INPUT DATA:
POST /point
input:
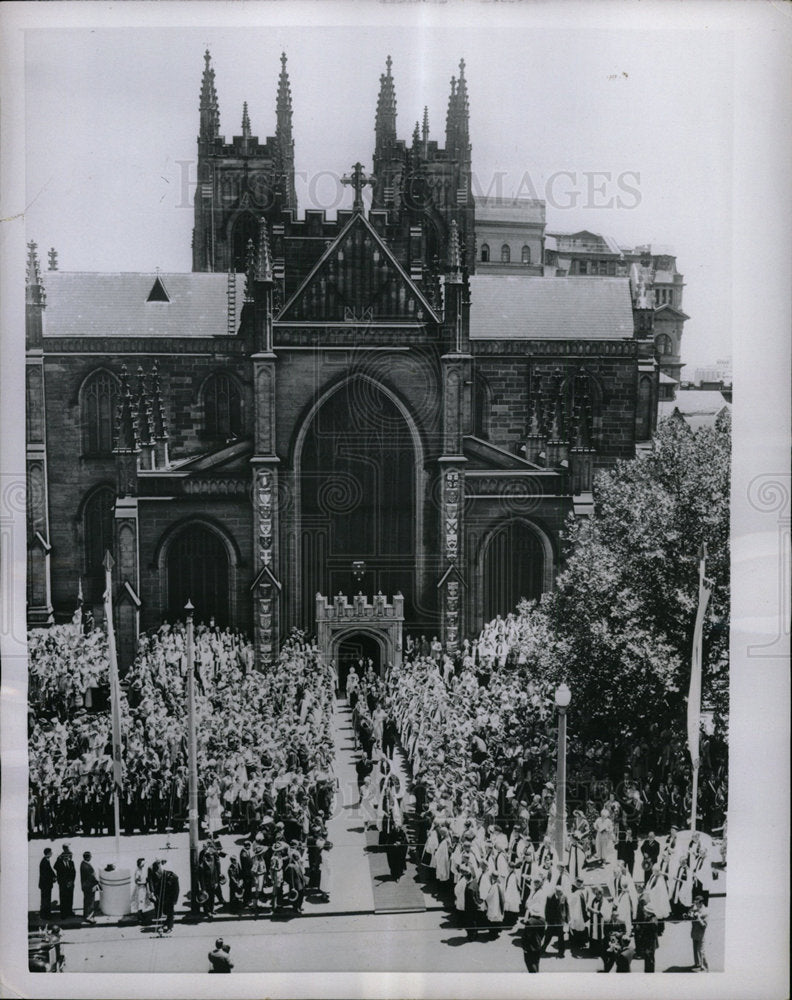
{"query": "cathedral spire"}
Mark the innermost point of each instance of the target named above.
(210, 111)
(284, 139)
(385, 122)
(462, 113)
(454, 255)
(263, 256)
(451, 119)
(160, 425)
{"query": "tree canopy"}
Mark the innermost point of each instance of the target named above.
(618, 627)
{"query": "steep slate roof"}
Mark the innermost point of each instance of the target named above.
(346, 283)
(520, 308)
(697, 407)
(85, 304)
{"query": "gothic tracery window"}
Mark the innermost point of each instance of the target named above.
(97, 526)
(222, 405)
(664, 344)
(97, 406)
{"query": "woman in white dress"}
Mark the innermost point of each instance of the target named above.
(214, 810)
(577, 914)
(139, 890)
(512, 896)
(603, 845)
(657, 887)
(577, 846)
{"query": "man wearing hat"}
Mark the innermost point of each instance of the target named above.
(556, 916)
(578, 915)
(207, 873)
(66, 875)
(698, 928)
(246, 872)
(218, 959)
(534, 930)
(46, 882)
(89, 883)
(646, 931)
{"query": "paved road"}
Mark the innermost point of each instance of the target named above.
(414, 942)
(343, 935)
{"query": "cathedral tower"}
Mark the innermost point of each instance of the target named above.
(239, 182)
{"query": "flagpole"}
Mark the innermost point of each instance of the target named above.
(115, 705)
(694, 694)
(192, 761)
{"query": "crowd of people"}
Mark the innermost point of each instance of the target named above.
(265, 736)
(478, 733)
(476, 801)
(265, 765)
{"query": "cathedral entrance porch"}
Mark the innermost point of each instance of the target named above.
(348, 631)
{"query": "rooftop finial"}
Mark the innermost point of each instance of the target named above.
(127, 439)
(33, 271)
(264, 257)
(385, 121)
(284, 140)
(358, 181)
(210, 111)
(454, 255)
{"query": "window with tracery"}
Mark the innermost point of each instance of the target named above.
(98, 406)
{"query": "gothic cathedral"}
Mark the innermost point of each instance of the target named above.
(323, 406)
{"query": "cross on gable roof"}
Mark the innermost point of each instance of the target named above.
(358, 280)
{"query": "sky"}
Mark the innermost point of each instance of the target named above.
(625, 132)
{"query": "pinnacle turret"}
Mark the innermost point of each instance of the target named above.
(263, 256)
(209, 108)
(284, 139)
(127, 437)
(454, 255)
(385, 122)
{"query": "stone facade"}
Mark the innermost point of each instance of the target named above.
(325, 406)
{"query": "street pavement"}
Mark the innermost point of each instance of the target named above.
(342, 935)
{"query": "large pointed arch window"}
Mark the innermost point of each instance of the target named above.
(97, 413)
(97, 527)
(222, 406)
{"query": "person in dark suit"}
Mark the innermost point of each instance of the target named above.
(66, 875)
(556, 915)
(89, 883)
(46, 882)
(650, 852)
(646, 931)
(246, 872)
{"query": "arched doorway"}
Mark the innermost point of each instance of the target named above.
(357, 497)
(515, 565)
(198, 570)
(351, 649)
(246, 228)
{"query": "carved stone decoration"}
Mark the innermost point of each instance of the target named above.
(266, 614)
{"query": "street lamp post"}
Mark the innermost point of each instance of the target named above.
(562, 698)
(192, 761)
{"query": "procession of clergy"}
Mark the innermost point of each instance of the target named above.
(493, 866)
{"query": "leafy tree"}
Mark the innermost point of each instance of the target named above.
(619, 626)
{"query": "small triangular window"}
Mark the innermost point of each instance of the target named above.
(158, 293)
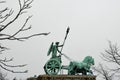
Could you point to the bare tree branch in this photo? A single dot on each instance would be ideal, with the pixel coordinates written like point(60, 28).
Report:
point(5, 15)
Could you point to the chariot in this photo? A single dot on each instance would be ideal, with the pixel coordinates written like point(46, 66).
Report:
point(54, 65)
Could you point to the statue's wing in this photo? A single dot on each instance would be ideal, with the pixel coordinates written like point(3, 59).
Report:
point(50, 49)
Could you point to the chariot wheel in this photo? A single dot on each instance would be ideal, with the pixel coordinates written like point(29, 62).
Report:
point(52, 67)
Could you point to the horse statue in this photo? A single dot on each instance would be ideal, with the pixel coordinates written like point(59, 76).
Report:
point(81, 67)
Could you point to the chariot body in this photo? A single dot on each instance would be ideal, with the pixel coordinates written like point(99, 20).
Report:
point(54, 65)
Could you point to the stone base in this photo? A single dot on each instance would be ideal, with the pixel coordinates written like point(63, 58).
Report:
point(65, 77)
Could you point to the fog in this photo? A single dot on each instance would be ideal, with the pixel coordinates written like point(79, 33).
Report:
point(92, 23)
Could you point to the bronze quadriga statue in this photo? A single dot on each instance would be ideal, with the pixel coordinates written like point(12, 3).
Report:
point(54, 65)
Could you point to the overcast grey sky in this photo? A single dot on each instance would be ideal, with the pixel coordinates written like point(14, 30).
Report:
point(91, 22)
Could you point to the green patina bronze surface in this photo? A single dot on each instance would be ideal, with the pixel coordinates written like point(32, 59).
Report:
point(54, 65)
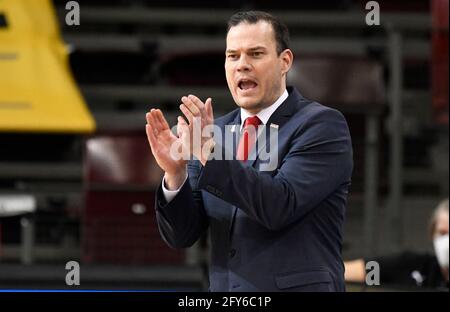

SET EXERCISE: Echo all of the data above line for line without changing anything, and omit the pictures from your answer.

TASK RESPONSE:
POST /point
input:
{"query": "cathedral spire"}
Mark the innermost point of each instance of the target named above.
(210, 111)
(284, 139)
(385, 122)
(462, 113)
(454, 255)
(263, 256)
(451, 119)
(160, 425)
{"query": "tree canopy"}
Mark the innermost point of each instance of the target named above.
(618, 627)
{"query": "steep slate roof"}
Mark the innermost point of each instance of the target named above.
(346, 283)
(520, 308)
(697, 407)
(85, 304)
{"query": "gothic tracery window"}
Mark the innermost point of each instance of the target named above.
(97, 526)
(222, 405)
(664, 344)
(97, 406)
{"query": "woman in white dress"}
Mark the innermost point of each instance of the target named above.
(214, 810)
(577, 914)
(139, 890)
(512, 896)
(603, 845)
(657, 887)
(577, 846)
{"query": "man wearing hat"}
Mark the innermost point of each instance of the target named above.
(556, 916)
(578, 915)
(207, 873)
(66, 875)
(698, 928)
(246, 872)
(218, 959)
(534, 930)
(46, 882)
(89, 883)
(646, 931)
{"query": "paved road"}
Mark the innermost point of each instance of the target named above.
(414, 942)
(343, 935)
{"query": "cathedral tower"}
Mark the innermost point of each instance of the target named above.
(239, 182)
{"query": "flagpole"}
Mark the innermost point of each instance of the target named above.
(115, 705)
(694, 694)
(192, 761)
{"query": "crowd of people"}
Mark the innermost point of each instance of the target named above.
(265, 736)
(478, 733)
(476, 801)
(265, 765)
{"query": "cathedral entrance porch"}
Mark the innermost point of each instance of the target named above.
(348, 631)
{"query": "rooftop finial"}
Mark the innermost point of each instance of the target named above.
(127, 439)
(33, 271)
(264, 257)
(385, 121)
(284, 140)
(358, 181)
(210, 111)
(454, 255)
{"query": "window with tracery"}
Mark the innermost point of each instance of the target named above.
(98, 406)
{"query": "gothic cathedral"}
Mark the innermost point of each instance of the target named above.
(323, 406)
{"query": "cross on gable roof"}
Mark the innermost point of each instance of the target named above.
(358, 280)
{"query": "sky"}
Mark the innermost point of each instance of the target named above.
(625, 132)
{"query": "pinnacle turret"}
Mark the innermost point of each instance of the target named above.
(263, 256)
(209, 108)
(284, 139)
(127, 437)
(454, 255)
(385, 122)
{"query": "stone facade"}
Mark the innermost point of each instance of the target named above.
(325, 406)
{"query": "street pavement"}
Mark the innermost point of each instance of the target named above.
(342, 935)
{"query": "large pointed arch window"}
Mark the innermost point of each instance of the target named above.
(97, 413)
(97, 527)
(222, 406)
{"query": "person in dark suit"}
Mark the innermost point of each instance of the target named above.
(66, 875)
(556, 915)
(89, 883)
(46, 882)
(650, 852)
(646, 931)
(246, 872)
{"query": "arched doorway"}
Mark the innermost point of each instance of the target named above.
(357, 497)
(515, 565)
(198, 570)
(351, 649)
(246, 228)
{"query": "carved stone decoration"}
Mark the innermost point of each instance of the target named above.
(266, 614)
{"query": "street lamp post"}
Mark the innermost point of each instance of the target named above.
(562, 698)
(192, 761)
{"query": "procession of clergy"}
Mark the innermost point of each instance of the target named above.
(493, 866)
{"query": "leafy tree"}
Mark the innermost point of each instance of the target named above.
(619, 626)
{"query": "small triangular window"}
Mark the innermost point of each instance of the target named above.
(158, 293)
Could you point to the bare tree branch in this photo? A single dot on each instance would be ideal, with the pixel coordinates written like point(60, 28).
Report:
point(5, 15)
Could you point to the chariot in this photo? A single dot on each instance would be ideal, with the pixel coordinates written like point(46, 66).
Report:
point(54, 65)
Could you point to the statue's wing in this photo? A single dot on each instance would be ideal, with the pixel coordinates written like point(3, 59).
Report:
point(50, 49)
Could you point to the chariot wheel in this photo? A single dot on each instance would be ideal, with the pixel coordinates written like point(29, 62).
Report:
point(52, 67)
Could you point to the horse statue in this photo? A single dot on each instance would be ideal, with the pixel coordinates written like point(59, 76).
Report:
point(81, 67)
Could you point to the chariot body in this photo? A single dot on each instance would be ideal, with the pixel coordinates written like point(99, 20).
Report:
point(54, 65)
Could you point to the stone base in this photo? A single dot on each instance would be ideal, with the pixel coordinates written like point(63, 58).
Report:
point(65, 77)
Could you point to the fog in this photo? A single dot on each instance would be ideal, with the pixel coordinates written like point(79, 33).
Report:
point(92, 23)
Could you point to the bronze quadriga statue in this photo? A single dot on each instance would be ideal, with the pixel coordinates written like point(12, 3).
Report:
point(54, 65)
Could you point to the overcast grey sky in this photo? A single dot on each instance would be ideal, with the pixel coordinates written like point(14, 30).
Report:
point(91, 22)
Could you point to the green patina bronze surface in this photo? A single dot on each instance would be ideal, with the pixel coordinates written like point(32, 59).
Report:
point(54, 65)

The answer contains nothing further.